• _REQUIRED ACTION_: List every person other than Eichelberger who is named in the text about his baseball career.

[GIVEN TEXT — start]

Eichelberger was then signed by the Atlanta Braves, whose Triple-A Richmond team was down to seven active pitchers and in need of pitching. Converted from a starter to a short reliever, he was 4–1 with a 3.00 ERA in 21 innings when he broke his finger while bunting on July 31, ending his season. He began 1986 with Richmond, but received limited work, and was sent down to Double-A Greenville for 38 days before being recalled to Triple-A. Eichelberger was switched back to a starter in 1987, and finished the season 7–5 with a 3.38 ERA. He also pitched well in the Venezuela winter league with Lara, going 5–4 with a 2.20 ERA.

Eichelberger was re-signed by Atlanta for the 1988 season. The Atlanta Constitution called him an "unlikely but strong candidate to make the staff next season as a long reliever". He was one of 24 pitchers that they invited to spring training. At the time, only eight of the pitchers had thrown more than 100 innings in the majors, and just two had more than 33 big-league wins—Mahler and Bruce Sutter; Eichelberger was a then-career 24–36. The Braves had the worst pitching staff in the National League in 1987, and were looking to fill out their staff while allowing their young prospects to develop in Triple-A. After beginning the season with Richmond, Eichelberger was 0–2 with a 4.82 ERA when he was called up on April 29, 1988, the culmination of four years in the minors and a three-year journey since he was released by Single-A Miami on May 15, 1985. He was added to the bullpen and assumed the role of the team's 10th pitcher, replacing prospect Gary Eave, who returned to Richmond to play regularly. On June 26, the Braves outrighted Eichelberger to Richmond to make room for Germán Jiménez. In 20 appearances with Atlanta, Eichelberger was 2–0 with a 3.86 ERA.

=== Japan and SPBA===
Eichelberger played in Japan in 1989, joining Larry Parrish on the Yakult Swallows of the Pacific League as their two foreign players allowed on each team.

[GIVEN TEXT — finish]
[AVAILABLE DATA — start]

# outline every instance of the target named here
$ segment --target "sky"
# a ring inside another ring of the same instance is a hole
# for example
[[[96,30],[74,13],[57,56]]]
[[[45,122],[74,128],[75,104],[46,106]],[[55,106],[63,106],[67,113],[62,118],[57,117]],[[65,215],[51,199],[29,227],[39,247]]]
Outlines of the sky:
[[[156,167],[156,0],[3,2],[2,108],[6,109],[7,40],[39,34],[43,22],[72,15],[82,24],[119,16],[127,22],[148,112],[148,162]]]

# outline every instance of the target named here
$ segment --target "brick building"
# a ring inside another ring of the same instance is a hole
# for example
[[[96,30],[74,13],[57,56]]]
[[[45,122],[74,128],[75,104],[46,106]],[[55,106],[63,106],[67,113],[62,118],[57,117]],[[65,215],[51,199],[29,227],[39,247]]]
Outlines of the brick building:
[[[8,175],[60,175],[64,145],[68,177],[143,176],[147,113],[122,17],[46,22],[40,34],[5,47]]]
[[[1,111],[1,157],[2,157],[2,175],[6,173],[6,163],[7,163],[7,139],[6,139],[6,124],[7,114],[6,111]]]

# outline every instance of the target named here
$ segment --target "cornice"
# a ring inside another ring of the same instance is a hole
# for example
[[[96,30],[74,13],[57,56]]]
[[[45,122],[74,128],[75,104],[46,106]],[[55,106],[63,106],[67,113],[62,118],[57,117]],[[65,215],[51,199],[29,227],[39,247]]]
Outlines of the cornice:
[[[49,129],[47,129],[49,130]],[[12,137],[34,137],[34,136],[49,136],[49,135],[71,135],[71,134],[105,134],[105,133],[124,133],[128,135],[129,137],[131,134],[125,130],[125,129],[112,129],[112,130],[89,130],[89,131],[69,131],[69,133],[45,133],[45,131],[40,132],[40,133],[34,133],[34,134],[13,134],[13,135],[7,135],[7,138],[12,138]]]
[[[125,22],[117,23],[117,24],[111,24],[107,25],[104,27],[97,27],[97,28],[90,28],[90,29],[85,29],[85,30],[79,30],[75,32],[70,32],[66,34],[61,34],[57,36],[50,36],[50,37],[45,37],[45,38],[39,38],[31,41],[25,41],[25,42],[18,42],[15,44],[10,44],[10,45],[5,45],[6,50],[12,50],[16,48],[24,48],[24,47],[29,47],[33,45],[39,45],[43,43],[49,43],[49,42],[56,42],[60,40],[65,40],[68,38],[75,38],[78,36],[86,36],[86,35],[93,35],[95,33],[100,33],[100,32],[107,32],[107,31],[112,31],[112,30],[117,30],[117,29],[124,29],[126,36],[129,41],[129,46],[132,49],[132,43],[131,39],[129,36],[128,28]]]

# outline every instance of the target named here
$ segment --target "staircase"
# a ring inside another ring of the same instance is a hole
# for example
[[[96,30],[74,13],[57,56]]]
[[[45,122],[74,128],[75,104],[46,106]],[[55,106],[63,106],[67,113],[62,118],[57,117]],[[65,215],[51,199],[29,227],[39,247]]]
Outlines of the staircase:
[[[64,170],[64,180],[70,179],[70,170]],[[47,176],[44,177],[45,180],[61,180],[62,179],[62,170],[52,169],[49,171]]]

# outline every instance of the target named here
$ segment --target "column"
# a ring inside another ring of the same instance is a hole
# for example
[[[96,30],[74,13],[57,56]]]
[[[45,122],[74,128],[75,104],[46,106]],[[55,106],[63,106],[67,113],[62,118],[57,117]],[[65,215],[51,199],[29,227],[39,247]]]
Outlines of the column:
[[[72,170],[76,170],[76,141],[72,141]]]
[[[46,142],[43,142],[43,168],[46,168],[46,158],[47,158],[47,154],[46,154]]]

[AVAILABLE DATA — finish]

• _SOLVED EXERCISE_: Mahler, Bruce Sutter, Gary Eave, Germán Jiménez, Larry Parrish